*Fragmento del texto*.

En América Latina, al inventar, contamos la historia, que a su vez tiene la textura de un invento, porque es desaforada, llena de hechos insólitos y de portentos oscuros. Los novelistas vivimos para inventar porque vivimos en la invención. Los hechos nos desafían a relatarlos, se saben novela, y buscan que los convirtamos en novela.

Me gusta recordarlo cuando vuelvo a las páginas de Democracias y tiranías en el Caribe, un libro de reportajes, ahora olvidado, escrito en los años cuarenta del siglo pasado por el corresponsal de la revista TIME, William Krehm, en el que desfilan los dictadores de las banana republics de Centroamérica en la época de la política del buen vecino de Franklin Delano Roosevelt. Parece más bien una novela, o incita a verlo como novela.

Ese término peyorativo de banana republic, que luego se convirtió en una marca de ropa, fue creado por O’Henry, uno de mis cuentistas preferidos, en su novela Coles y Reyes, de 1904, escrita en el puerto de Trujillo, en Honduras, donde se había refugiado tras huir de Nueva Orleans, acusado de desfalcar un banco para el que trabajaba de contador.

Como la historia ofrece singulares coincidencias, hay que recordar que allí mismo había sido fusilado el  filibustero William Walker, que quiso conquistar Centroamérica antes de que aparecieran las repúblicas bananeras, que dieron paso a todo un bestiario político.

El general Jorge Ubico, de Guatemala, que se creía el vivo retrato de Napoleón Bonaparte y se peinaba como él, y quien por otro de esos azares inefables del destino, tras su caída fue a morir en Nueva Orleans, desde donde la United Fruit Company, que lo había amparado y sostenido, dirigía sus operaciones bananeras.

El general Maximiliano Hernández Martínez, de El Salvador, que daba conferencias teosóficas por la radio, y quien ordenó la masacre de miles de indígenas en Izalco; el general Tiburcio Carías, de Honduras, que tenía en los sótanos de la Penitenciaría Nacional una silla eléctrica de voltaje moderado capaz de chamuscar a los presos, sin matarlos; y el general Anastasio Somoza, de Nicaragua, con su zoológico particular en los jardines del Palacio Presidencial, donde los presos políticos convivían rejas de por medio con las fieras.

*El problema*.
Responde estas preguntas sobre el fragmento acerca de las repúblicas bananeras:
1. ¿De qué revista era corresponsal William Krehm?
2. ¿En qué puerto se escribió la novela Coles y Reyes?
3. ¿Qué tenía Anastasio Somoza en los jardines del Palacio Presidencial?

*Material proporcionado*.

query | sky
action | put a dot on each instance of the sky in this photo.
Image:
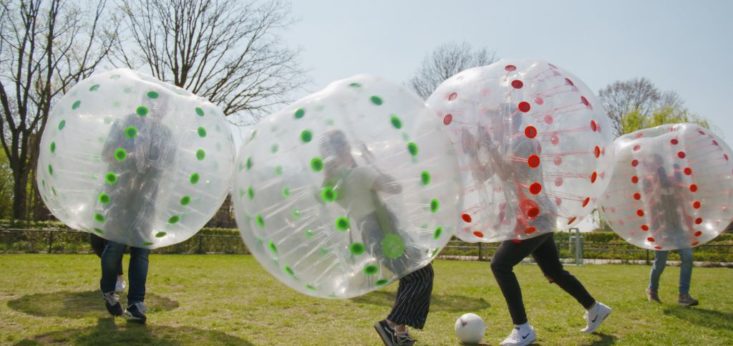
(685, 46)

*Respuesta al problema*.
1. De la revista TIME.
2. En el puerto de Trujillo, en Honduras.
3. Un zoológico particular, donde los presos políticos convivían con las fieras, separados por rejas.